Deutsche Bahn:In den Ruinen von Babylon

Bahnchef Hartmut Mehdorn hat schon viele Krisen überlebt, doch die neuerliche Ausspähung von 173.000 Mitarbeitern macht es auch Getreuen schwer, loyal zu bleiben - die Stimmung im Konzern ist "hoch gespannt".

Michael Bauchmüller und Klaus Ott

Vergangenen Donnerstag hätte noch einmal so ein Tag sein können, ein Tag ganz nach dem Geschmack von Hartmut Mehdorn. In Warschau sollte er einen Vertrag unterschreiben, zur Übernahme der größten privaten Eisenbahn Polens. Inmitten der Krise sollte der Kauf zeigen, dass die Bahn weiter nach vorn blickt.

Deutsche Bahn: Zweitverrücktester Job der Republik

Zweitverrücktester Job der Republik

(Foto: Foto: AP)

Gespräche mit dem Chef der polnischen Staatsbahn und mit dem Verkehrsminister standen auch an; die Herren sollten besänftigt werden. Die Expansion der Deutschen Bahn ins benachbarte Polen ist heikel, hochpolitisch und deshalb eine Chefsache. Doch Hartmut Mehdorn kam nicht, in letzter Minute sagte der Bahnchef die Reise ab. Er hat jetzt andere Probleme. Probleme mit der Vergangenheit und mit sich selbst.

Größte Spähaktion in der Unternehmensgeschichte

Sein derzeit größtes Problem hört auf den Namen "Babylon" und ist bisher die größte Spähaktion in der Geschichte des Unternehmens, jedenfalls die größte bekannte.

173.000 Mitarbeiter der Bahn wurden darin überprüft, mit Namen, Adressen, Kontonummer. "Babylon" sollte sicherstellen, dass keiner von ihnen insgeheim Geschäfte zu Lasten der Bahn treibt, etwa durch Scheinfirmen, die lukrative Aufträge abfangen. Fast 200 Mitarbeiter fielen dabei auf, wie viele letztlich ins Netz gingen, ist ungewiss.

Am Mittwoch erst hatte Mehdorns oberster Korruptionsbekämpfer Wolfgang Schaupensteiner das eingestanden, vor dem Verkehrsausschuss des Bundestages. Einen Tag später verzichtete Mehdorn vorsorglich auf die Reise nach Warschau, am Freitag trat er zusammen mit Schaupensteiner vor die Öffentlichkeit.

Bereitgestellte Daten:

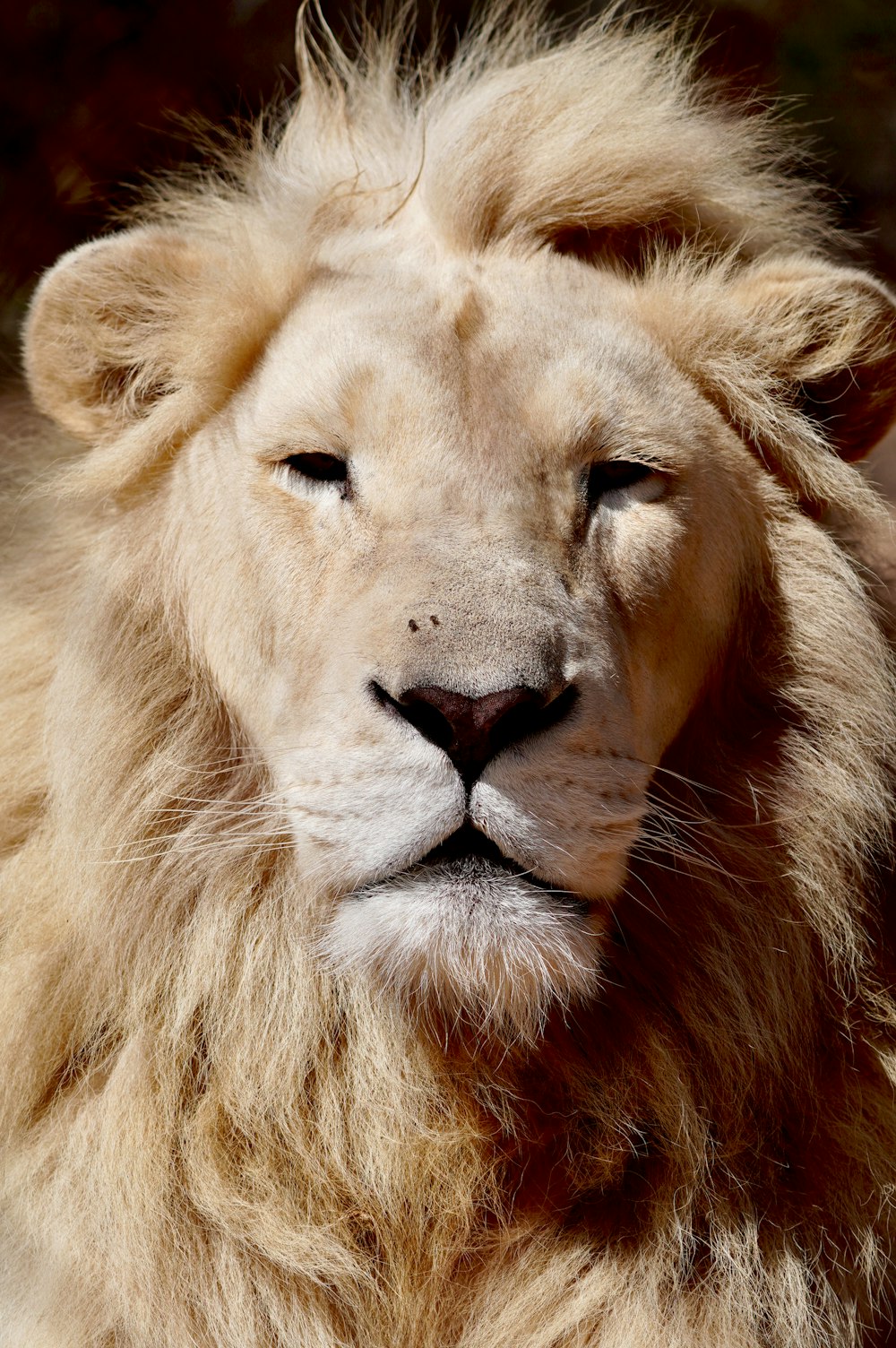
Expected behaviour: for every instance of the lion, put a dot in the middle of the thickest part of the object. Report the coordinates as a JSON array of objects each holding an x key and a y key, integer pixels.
--
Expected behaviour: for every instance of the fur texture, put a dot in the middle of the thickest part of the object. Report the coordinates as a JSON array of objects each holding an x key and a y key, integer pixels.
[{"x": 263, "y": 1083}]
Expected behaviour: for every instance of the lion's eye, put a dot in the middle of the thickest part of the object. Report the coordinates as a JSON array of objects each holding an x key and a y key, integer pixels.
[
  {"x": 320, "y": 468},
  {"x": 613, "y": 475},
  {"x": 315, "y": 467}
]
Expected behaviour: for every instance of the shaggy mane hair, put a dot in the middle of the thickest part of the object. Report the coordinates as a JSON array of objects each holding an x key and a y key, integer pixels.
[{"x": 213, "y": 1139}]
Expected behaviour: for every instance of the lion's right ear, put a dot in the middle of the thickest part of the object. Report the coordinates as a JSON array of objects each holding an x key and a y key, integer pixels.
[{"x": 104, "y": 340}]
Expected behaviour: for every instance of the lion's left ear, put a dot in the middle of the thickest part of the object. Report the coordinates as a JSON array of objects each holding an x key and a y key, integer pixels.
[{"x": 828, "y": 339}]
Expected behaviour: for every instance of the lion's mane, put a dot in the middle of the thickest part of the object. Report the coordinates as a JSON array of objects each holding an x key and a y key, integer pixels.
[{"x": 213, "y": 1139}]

Zu lösende Aufgabe: Gib den Abschnitt des Artikels über die Deutsche Bahn erneut wieder, beginnend bei "Bahnchef Hartmut Mehdorn" und weiter bis "weiter nach vorn blickt.". Tausche dabei "Warschau" gegen "Krakau". Das Material steht in keinem Zusammenhang mit dem Artikel über die Deutsche Bahn.

Schriftliche Antwort:
Bahnchef Hartmut Mehdorn hat schon viele Krisen überlebt, doch die neuerliche Ausspähung von 173.000 Mitarbeitern macht es auch Getreuen schwer, loyal zu bleiben - die Stimmung im Konzern ist "hoch gespannt".

Michael Bauchmüller und Klaus Ott

Vergangenen Donnerstag hätte noch einmal so ein Tag sein können, ein Tag ganz nach dem Geschmack von Hartmut Mehdorn. In Krakau sollte er einen Vertrag unterschreiben, zur Übernahme der größten privaten Eisenbahn Polens. Inmitten der Krise sollte der Kauf zeigen, dass die Bahn weiter nach vorn blickt.